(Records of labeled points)

------------------------------

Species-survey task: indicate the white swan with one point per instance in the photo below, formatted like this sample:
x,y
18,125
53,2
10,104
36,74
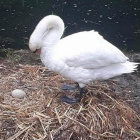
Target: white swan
x,y
82,57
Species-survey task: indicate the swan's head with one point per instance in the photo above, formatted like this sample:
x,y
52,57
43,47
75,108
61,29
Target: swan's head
x,y
48,31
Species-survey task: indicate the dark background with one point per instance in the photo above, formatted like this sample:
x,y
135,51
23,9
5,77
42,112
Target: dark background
x,y
117,20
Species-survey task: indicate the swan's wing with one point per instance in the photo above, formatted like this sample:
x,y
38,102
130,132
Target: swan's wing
x,y
93,60
92,52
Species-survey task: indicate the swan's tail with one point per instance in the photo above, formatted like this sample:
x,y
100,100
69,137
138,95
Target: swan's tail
x,y
130,66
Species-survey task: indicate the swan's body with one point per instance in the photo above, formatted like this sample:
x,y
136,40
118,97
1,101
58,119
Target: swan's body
x,y
81,57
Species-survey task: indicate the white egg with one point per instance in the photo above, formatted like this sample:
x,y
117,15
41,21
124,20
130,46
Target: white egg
x,y
18,93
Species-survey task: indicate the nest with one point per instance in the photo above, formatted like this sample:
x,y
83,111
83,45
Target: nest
x,y
41,116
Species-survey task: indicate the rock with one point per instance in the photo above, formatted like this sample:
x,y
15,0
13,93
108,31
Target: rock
x,y
18,93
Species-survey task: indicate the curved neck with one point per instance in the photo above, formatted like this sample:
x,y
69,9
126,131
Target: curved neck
x,y
48,31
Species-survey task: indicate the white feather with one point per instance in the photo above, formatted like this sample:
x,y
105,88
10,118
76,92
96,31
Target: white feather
x,y
82,57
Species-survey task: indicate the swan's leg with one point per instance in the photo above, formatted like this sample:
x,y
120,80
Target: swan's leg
x,y
77,99
69,87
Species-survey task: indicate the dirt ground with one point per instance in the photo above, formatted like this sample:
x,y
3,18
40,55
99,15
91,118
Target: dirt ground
x,y
110,110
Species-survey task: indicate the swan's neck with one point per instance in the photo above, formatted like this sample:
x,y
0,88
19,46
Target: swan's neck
x,y
48,32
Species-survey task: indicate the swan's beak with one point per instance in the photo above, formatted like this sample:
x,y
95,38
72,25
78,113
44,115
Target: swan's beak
x,y
37,51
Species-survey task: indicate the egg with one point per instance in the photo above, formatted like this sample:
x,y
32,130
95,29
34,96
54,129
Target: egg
x,y
18,93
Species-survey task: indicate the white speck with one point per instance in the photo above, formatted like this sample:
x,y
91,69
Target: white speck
x,y
135,8
109,17
18,93
74,5
101,16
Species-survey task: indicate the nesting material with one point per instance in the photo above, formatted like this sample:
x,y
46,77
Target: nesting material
x,y
18,93
101,115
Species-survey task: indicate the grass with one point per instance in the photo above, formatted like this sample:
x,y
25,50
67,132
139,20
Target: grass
x,y
41,116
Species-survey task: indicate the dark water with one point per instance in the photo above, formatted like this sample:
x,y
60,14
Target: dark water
x,y
117,20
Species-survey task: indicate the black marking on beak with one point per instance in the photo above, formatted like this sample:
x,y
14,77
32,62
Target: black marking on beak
x,y
35,51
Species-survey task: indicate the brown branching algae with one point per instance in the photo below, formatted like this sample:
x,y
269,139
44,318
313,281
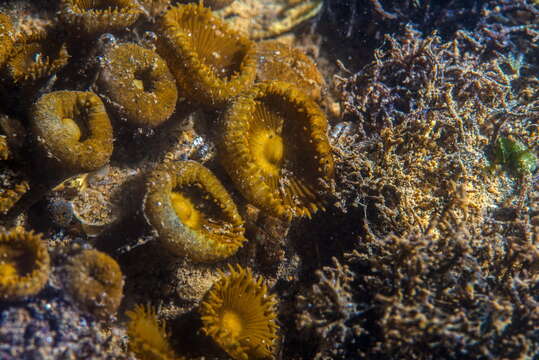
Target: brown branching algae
x,y
275,148
73,129
24,264
93,17
211,62
192,212
467,294
426,164
239,314
148,338
95,281
138,84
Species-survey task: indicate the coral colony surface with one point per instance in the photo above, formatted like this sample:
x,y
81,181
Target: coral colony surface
x,y
269,179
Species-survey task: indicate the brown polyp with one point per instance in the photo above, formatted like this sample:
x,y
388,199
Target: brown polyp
x,y
95,281
24,264
36,57
239,314
278,61
210,61
138,84
91,17
7,37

------------------------------

### Given exercise
Retype, word for word, the lines from the one with "Species-survey task: indicate the white speck" through the last line of the entries above, and only those lines. Leave pictures out.

### Written reply
Species-survey task: indicate the white speck with one point per instance in the photo above, formatted like this sample:
x,y
91,69
Target: white speck
x,y
135,8
109,17
18,93
74,5
101,16
Species-survey task: indicate the nesting material with one point per instance in the photo above, formatted like this sample:
x,y
46,77
Target: nesting material
x,y
18,93
101,115
Species-survey task: indicate the grass with one point per instance in the photo above, formatted like this sample:
x,y
25,50
67,132
139,20
Target: grass
x,y
41,116
Species-survey task: indicate the dark water with one point per instance in the photo above, formatted like this sample:
x,y
60,14
Target: dark water
x,y
117,20
Species-survey task: indicate the black marking on beak with one point per instance in the photo above, formatted like this sample:
x,y
14,77
32,62
Target: black marking on beak
x,y
35,51
Species-survey task: indicate the brown branching algae with one point per instance in the photo below, formatted like this sample:
x,y
269,139
44,318
313,281
Target: brown branching algae
x,y
275,148
73,129
24,264
93,17
211,62
192,212
467,294
426,164
239,314
148,338
95,281
138,84
Species-survey task: indicate the coral colony surface with one point per instance in the photo above, formatted like this sample:
x,y
81,181
Target: coral colony surface
x,y
269,179
Species-survey task: indicate the brown polyp with one point per instance in the photo above, formatted like this sample:
x,y
388,199
Target: brown polyp
x,y
95,281
24,264
36,57
239,314
278,61
210,61
138,84
91,17
7,37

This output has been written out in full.